_Document segment_.
--- BEGIN ---

Source code for swxsoc_reach.historical.download_orchestrator

"""Per-day orchestrator for historical UDL downloads.

Drives :func:`swxsoc_reach.net.udl.download_UDL_reach_window` over an
inclusive UTC date range, recording one or more rows per day in a
:class:`~swxsoc_reach.historical.telemetry.HistoricalTelemetry` CSV. Days
that already completed (per telemetry + on-disk artifact) are skipped,
so reruns are idempotent and resumable.

The orchestrator is intentionally sequential at the day level —
concurrency lives inside ``download_UDL_reach_window`` via the existing
thread pool + AIMD rate controller.
"""

from __future__ import annotations

import time
import traceback
import uuid
from dataclasses import dataclass
from datetime import date, datetime, timedelta, timezone
from pathlib import Path
from typing import Callable

from astropy.time import Time

from swxsoc_reach import log
from swxsoc_reach.historical._dates import iter_dates as _iter_dates
from swxsoc_reach.historical.telemetry import (
    HistoricalTelemetry,
    STATUS_DOWNLOAD_PENDING,
    STATUS_DOWNLOADED,
    STATUS_FAILED,
    STATUS_SKIPPED_NO_DATA,
    TelemetryRow,
    utcnow_iso,
)
from swxsoc_reach.net import udl as udl_module

# Per-satellite per-dosimeter samples per UTC day at 5-second cadence.
# Used as the upper-bound reference for ``availability_pct``.

--- END ---

(Image location labeling entries)
--- BEGIN ---

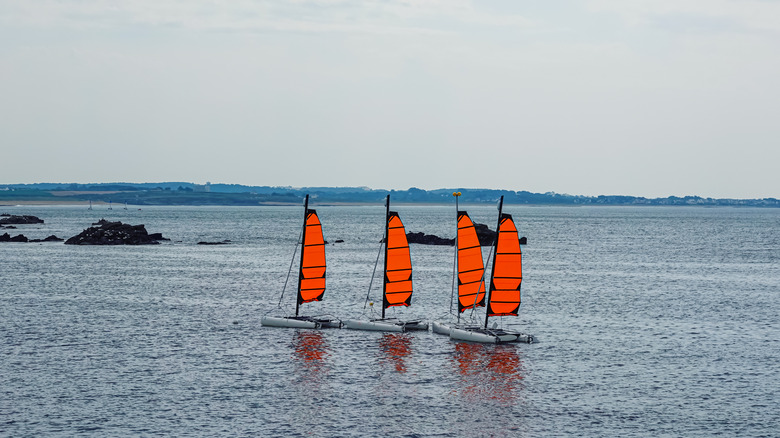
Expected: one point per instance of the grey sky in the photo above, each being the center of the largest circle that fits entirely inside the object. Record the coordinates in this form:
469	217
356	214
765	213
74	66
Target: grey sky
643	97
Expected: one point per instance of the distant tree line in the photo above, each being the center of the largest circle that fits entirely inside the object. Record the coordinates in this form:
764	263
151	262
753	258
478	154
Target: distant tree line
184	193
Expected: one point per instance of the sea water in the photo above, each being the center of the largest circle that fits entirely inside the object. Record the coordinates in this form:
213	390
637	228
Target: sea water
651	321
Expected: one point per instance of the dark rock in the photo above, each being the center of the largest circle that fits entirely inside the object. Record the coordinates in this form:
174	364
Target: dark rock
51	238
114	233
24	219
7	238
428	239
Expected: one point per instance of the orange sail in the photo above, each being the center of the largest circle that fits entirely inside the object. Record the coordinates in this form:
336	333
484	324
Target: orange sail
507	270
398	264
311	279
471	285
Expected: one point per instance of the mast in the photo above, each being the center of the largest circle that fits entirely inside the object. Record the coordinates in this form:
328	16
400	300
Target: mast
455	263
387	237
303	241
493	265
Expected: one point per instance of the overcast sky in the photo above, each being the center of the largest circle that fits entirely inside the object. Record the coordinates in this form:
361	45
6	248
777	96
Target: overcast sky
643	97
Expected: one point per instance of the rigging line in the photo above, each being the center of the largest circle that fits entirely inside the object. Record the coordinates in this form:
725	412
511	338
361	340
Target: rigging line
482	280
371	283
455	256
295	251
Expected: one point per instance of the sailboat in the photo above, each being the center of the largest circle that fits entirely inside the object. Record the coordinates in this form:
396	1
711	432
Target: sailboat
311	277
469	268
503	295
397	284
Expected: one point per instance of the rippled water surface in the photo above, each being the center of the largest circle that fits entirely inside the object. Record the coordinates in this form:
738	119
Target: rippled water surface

--- END ---

_Written request_. Continue the source code for the historical UDL download orchestrator, starting right after its last comment line. These items were taken from a different source.

_The answer_.
_SAMPLES_PER_DOSIMETER_PER_DAY = 17_280  # 24 Hours at 5-second cadence
_REACH_NUM_SATELLITES = 32
_DOSIMETERS_PER_SATELLITE = 2

EXPECTED_RECORDS_ALL = (
    _REACH_NUM_SATELLITES * _DOSIMETERS_PER_SATELLITE * _SAMPLES_PER_DOSIMETER_PER_DAY
)  # 1,105,920
EXPECTED_RECORDS_SINGLE = (
    _DOSIMETERS_PER_SATELLITE * _SAMPLES_PER_DOSIMETER_PER_DAY
)  # 34,560



[docs]
@dataclass
class DownloadRunConfig:
    """Inputs to :func:`run_download`.

    Mirrors the historical-download CLI flags one-for-one. The CLI
    layer in :mod:`swxsoc_reach.__main__` parses argv into one of these
    instances, then hands it to :func:`run_download`. Tests construct
    it directly to drive the orchestrator without touching argparse.

    Fields
    ------
    - ``start_date`` (``datetime.date``): inclusive UTC start of the
      date range to process.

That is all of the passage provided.